Picture annotation records –

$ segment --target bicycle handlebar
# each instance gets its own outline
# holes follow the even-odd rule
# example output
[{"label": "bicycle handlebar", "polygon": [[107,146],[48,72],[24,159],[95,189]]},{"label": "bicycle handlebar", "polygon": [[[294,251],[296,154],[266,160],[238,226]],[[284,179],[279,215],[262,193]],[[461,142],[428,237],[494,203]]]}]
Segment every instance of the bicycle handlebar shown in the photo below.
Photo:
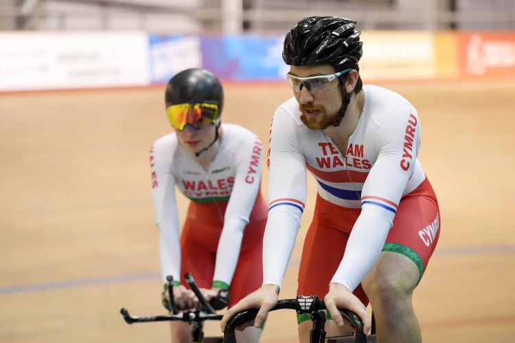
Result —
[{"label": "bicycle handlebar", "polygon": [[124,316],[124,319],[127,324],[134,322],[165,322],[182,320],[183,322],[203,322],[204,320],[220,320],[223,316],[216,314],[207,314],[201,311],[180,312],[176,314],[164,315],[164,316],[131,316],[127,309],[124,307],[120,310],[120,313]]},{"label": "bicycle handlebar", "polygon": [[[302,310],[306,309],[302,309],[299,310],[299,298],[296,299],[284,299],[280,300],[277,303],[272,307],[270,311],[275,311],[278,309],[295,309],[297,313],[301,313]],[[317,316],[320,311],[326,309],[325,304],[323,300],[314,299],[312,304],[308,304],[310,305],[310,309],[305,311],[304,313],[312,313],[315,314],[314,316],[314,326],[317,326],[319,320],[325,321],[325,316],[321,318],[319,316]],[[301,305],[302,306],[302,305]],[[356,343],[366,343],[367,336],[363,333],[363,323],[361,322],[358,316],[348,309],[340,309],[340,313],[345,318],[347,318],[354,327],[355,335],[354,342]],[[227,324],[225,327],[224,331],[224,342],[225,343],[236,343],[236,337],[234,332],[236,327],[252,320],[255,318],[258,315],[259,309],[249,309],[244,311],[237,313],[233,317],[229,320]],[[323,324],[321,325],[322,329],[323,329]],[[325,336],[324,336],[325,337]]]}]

Written problem – Copy out the records above, switching each "instance" to "occurrence" and keeping everything else the same. Leave the pictures out.

Written solution –
$ segment --target bicycle handlebar
# each occurrence gets its own outline
# holes follow the even-odd rule
# example output
[{"label": "bicycle handlebar", "polygon": [[107,146],[48,72],[24,159],[95,189]]},{"label": "bicycle handlebar", "polygon": [[[294,251],[296,154],[266,160],[238,226]],[[284,179],[279,215],[262,193]],[[461,142],[428,237],[494,203]]]}]
Segment every occurrence of the bicycle handlebar shown in the photo below.
Photo:
Result —
[{"label": "bicycle handlebar", "polygon": [[124,316],[124,319],[127,324],[134,322],[165,322],[182,320],[183,322],[203,322],[204,320],[220,320],[223,316],[216,314],[207,314],[201,311],[180,312],[176,314],[164,315],[164,316],[131,316],[127,309],[124,307],[120,310],[120,313]]},{"label": "bicycle handlebar", "polygon": [[[302,310],[306,309],[302,309],[299,310],[299,298],[296,299],[284,299],[280,300],[277,303],[272,307],[270,311],[275,311],[278,309],[295,309],[297,313],[301,313]],[[317,316],[320,311],[326,309],[325,304],[323,300],[314,299],[312,304],[308,304],[310,305],[310,309],[305,311],[304,313],[312,313],[315,314],[314,316],[314,326],[317,326],[319,320],[325,321],[325,316],[321,318],[319,316]],[[301,305],[302,306],[302,305]],[[356,343],[366,343],[367,336],[363,333],[363,323],[361,322],[358,316],[348,309],[340,309],[340,313],[345,318],[347,318],[354,327],[355,335],[354,342]],[[227,324],[225,327],[224,331],[224,342],[225,343],[236,343],[236,337],[234,332],[236,327],[252,320],[255,318],[258,315],[259,309],[249,309],[244,311],[237,313],[233,317],[229,320]],[[323,324],[321,325],[322,329],[323,329]],[[325,336],[324,336],[325,337]]]}]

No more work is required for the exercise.